■ Extracted text

37. We find her version to have been fully corroborated by Baksho Devi (PW-2), who also states that after reaching the place of crime and witnessing the incident, she called two ladies Soma Devi and Tara. Presence of accused on the spot was also observed by Sonia Devi (PW-6).

38. It is argued that the witnesses are close relatives and thus their interested testimonies, uninspiring in confidence, cannot be relied upon to convict the accused. Submission, to say the least, only merits rejection, for the spot witnesses, including the prosecutrix, are clear and consistent in their narration of events, and there are neither any improvements nor any embellishments. Also, there being no material contradiction, their version does not cast any doubt about presence of the accused on the spot or his involvement in the crime. There is no animosity or hostility inter se the parties, prompting them to depose falsely.

39. Contradiction, as pointed out on the question of pants being opened up fully or not, does not shake the cred. of the witness at all. On the question of material fact of sexual assault, there is no discrepancy/variation or contradiction.

40. It is argued that there is delay of one day in lodging the FIR. We do not find the same to be fatal at all. In fact, it stands explained on record. There is no premeditation or determination of mind prior to the matter being reported to the police. The incident took place in the evening of 14.3.2013. It has come on record that the father of the prosecutrix is no more in the land of living. Prosecutrix was residing with her mother and siblings. Her uncle was not having a joint kitchen with them. Even though same day, incident was brought to the notice of her uncle Satpal (PW-4), however, as has emerged from his testimony, he waited for Usha Devi (PW-3), mother of the prosecutrix, to return from the temple. Now, Usha Devi has categorically deposed that she reached in the morning at about 9 a.m. and Satpal had telephonically informed her about the incident. We find that on 15.3.2013 itself, matter was immediately brought to the notice of the police when statement of the prosecutrix, under the provisions of Section 154 of the Code of Criminal Procedure, came to be recorded. In rural areas, generally people are reluctant to report the matter till the arrival of head of the family. Thus, there is no delay in lodging the FIR.

■ Extracted entries
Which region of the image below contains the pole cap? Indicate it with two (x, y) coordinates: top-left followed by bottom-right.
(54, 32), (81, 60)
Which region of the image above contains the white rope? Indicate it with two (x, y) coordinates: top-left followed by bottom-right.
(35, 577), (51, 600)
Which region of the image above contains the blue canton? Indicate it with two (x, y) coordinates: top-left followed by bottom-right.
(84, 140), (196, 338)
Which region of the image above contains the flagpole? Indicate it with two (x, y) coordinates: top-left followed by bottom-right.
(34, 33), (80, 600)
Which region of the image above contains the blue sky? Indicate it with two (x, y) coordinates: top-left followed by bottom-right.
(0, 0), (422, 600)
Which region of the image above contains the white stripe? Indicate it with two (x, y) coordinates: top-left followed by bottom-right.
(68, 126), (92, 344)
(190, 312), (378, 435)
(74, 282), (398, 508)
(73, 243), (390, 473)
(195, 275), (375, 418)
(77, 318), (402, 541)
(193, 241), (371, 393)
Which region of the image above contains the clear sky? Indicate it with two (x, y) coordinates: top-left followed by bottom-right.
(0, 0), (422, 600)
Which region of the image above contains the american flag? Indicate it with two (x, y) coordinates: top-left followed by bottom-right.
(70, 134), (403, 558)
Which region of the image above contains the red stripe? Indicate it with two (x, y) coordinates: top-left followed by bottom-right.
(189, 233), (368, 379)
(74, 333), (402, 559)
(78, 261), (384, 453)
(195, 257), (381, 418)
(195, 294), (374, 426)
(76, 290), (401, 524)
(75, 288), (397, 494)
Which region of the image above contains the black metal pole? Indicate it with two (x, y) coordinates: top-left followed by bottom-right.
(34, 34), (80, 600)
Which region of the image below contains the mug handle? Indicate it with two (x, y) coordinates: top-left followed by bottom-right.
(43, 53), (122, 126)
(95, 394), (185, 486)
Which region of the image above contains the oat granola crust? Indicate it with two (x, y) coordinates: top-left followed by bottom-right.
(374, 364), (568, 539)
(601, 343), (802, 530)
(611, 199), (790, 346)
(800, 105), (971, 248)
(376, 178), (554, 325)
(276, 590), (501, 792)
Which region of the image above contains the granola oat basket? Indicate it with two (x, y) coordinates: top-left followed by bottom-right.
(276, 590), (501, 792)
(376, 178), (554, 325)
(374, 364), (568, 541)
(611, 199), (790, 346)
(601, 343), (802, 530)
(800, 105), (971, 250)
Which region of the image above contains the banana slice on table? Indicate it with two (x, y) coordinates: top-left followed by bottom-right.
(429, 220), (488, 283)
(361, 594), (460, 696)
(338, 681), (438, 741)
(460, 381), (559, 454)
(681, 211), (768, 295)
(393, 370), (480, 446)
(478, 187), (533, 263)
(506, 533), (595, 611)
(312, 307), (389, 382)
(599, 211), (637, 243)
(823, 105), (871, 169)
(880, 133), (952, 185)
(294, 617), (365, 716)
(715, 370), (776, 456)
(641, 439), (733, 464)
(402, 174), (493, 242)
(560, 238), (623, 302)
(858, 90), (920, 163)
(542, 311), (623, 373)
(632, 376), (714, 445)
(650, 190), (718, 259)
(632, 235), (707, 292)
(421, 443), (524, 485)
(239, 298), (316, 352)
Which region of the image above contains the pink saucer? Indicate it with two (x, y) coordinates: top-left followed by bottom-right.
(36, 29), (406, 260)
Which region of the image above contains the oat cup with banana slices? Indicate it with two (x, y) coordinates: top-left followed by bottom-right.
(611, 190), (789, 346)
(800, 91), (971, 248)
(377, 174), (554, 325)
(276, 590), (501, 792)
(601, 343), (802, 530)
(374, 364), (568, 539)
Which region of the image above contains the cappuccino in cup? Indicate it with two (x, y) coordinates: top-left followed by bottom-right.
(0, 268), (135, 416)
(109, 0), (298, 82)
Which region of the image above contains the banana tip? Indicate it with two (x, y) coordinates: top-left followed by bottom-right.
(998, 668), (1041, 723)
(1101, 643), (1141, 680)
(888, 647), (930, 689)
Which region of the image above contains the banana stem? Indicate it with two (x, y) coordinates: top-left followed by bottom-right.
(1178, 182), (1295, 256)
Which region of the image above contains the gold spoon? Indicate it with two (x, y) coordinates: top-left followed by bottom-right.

■ Problem description
Continue the court judgment excerpt on the sexual assault case after its paragraph 40 on the delay in lodging the FIR.

■ Written answer
41. Absence of injury on the body of the accused or for that matter prosecutrix, would not render her version in any manner to be false or doubtful. Exact location of the angle in which she was subjected to intercourse, cannot be left to the imagination of the doctor, in whose view, there ought to ought to have been some marks on the buttocks of the prosecutrix. After all, there were injury marks on the face of the prosecutrix, which she has stated to be on account of gagging of her mouth.

42. In our considered view, prosecution has been able to establish the guilt of the accused, beyond reasonable doubt, by leading clear, cogent, convincing and reliable piece of evidence.

43. For all the aforesaid reasons, we find no reason to interfere with the well reasoned judgment passed by the trial Court. The Court has fully appreciated the evidence placed on record by the parties. There is no illegality, irregularity, perversity in correct and/or in complete appreciation of the material so placed on record by the parties. Hence, the appeal filed by the accused are dismissed.

44. Trial Court has sentenced the accused to rigorous imprisonment for a period of seven years and fine of ` 5,000/-, and in default of payment thereof to further undergo simple imprisonment for a period of three months. This was so done by taking into account the fact now accused is 22 years of age; is married and that it is his first offence. We find no infirmity in the same. Hence, the appeal filed by the State for enhancement of sentence is also dismissed.

Appeal stands disposed of, so also pending application(s), if any.